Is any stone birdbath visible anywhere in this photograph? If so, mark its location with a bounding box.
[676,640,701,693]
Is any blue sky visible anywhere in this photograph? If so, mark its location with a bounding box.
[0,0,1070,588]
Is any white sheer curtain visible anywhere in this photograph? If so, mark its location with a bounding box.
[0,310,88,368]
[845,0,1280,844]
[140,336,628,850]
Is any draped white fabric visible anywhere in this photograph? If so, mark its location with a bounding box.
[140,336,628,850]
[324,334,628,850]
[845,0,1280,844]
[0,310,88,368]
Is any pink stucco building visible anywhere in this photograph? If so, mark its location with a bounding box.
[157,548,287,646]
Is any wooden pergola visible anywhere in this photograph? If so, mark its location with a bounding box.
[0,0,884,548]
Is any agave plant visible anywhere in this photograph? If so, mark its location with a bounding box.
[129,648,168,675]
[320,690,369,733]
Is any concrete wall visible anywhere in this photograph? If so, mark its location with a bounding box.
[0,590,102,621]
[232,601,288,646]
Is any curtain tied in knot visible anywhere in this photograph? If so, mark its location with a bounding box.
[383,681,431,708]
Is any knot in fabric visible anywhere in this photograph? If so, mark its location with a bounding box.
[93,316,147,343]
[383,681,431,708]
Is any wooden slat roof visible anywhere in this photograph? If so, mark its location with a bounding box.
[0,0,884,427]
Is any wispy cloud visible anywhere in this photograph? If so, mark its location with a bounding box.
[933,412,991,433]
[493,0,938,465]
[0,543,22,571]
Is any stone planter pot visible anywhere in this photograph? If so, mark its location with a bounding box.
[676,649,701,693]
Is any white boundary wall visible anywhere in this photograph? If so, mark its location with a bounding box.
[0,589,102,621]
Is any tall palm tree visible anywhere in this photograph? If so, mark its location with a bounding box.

+-------+

• [AIM OF THE TASK]
Please rewrite all the rows above, changing "bounding box" to "rectangle" and leaving everything else untouched.

• [THE RESPONSE]
Is any stone birdbath visible anywhere in this photograph? If so, mark its location with a rectangle.
[676,640,701,693]
Is any blue sky visible anywhere in this photograph? If so, mark its location with a rectangle.
[0,0,1070,588]
Is any white sheer curtain visible anywhere in this photograph? If so, mark its location with a rectangle.
[0,310,88,368]
[845,0,1280,844]
[140,336,628,850]
Is any draped white fabric visible anywhere in this photograph? If so, mark its location with a rectangle.
[140,336,628,850]
[324,334,628,850]
[845,0,1280,844]
[0,310,88,368]
Is any pink stucco building visible anywhere in this photograph? If so, mark its location with a rectangle.
[157,548,287,646]
Is any wooden pergola visible anywhere in this photograph? If so, mark its location with a rectangle.
[0,0,884,548]
Is any agave plant visible anywhere in this photograph? If so, mark its location with a rectangle.
[129,648,168,675]
[320,690,369,733]
Is any concrete wall visible anywhere in this photograph? If so, mark its location with a rectangle.
[0,590,102,621]
[232,601,288,646]
Is any curtain tied in knot visible anywhere in this photograph? If so, mark its location with a rectangle.
[383,681,431,708]
Is any knot in fabric visible anywhere in this photograph? If so, mark its location with a rectangle.
[93,316,147,343]
[383,681,431,708]
Is any wooden slat roof visible anywhere in this photograph? If so, mark its location with a rectangle.
[0,0,884,427]
Is any wispy cloud visible anywhere in this photograph? If so, mark its location with a rectangle.
[933,412,991,433]
[493,0,938,465]
[0,543,22,571]
Is any stone planter pot visible anywhere in this photograph? If so, mark its location with a rectangle.
[676,649,701,693]
Is any white boundary wall visible anywhere in this photograph? If so, mark its location with a rectangle.
[0,589,102,621]
Is any tall palm tree visible anywhere in this photograph? If so, mark its location with a rectangle.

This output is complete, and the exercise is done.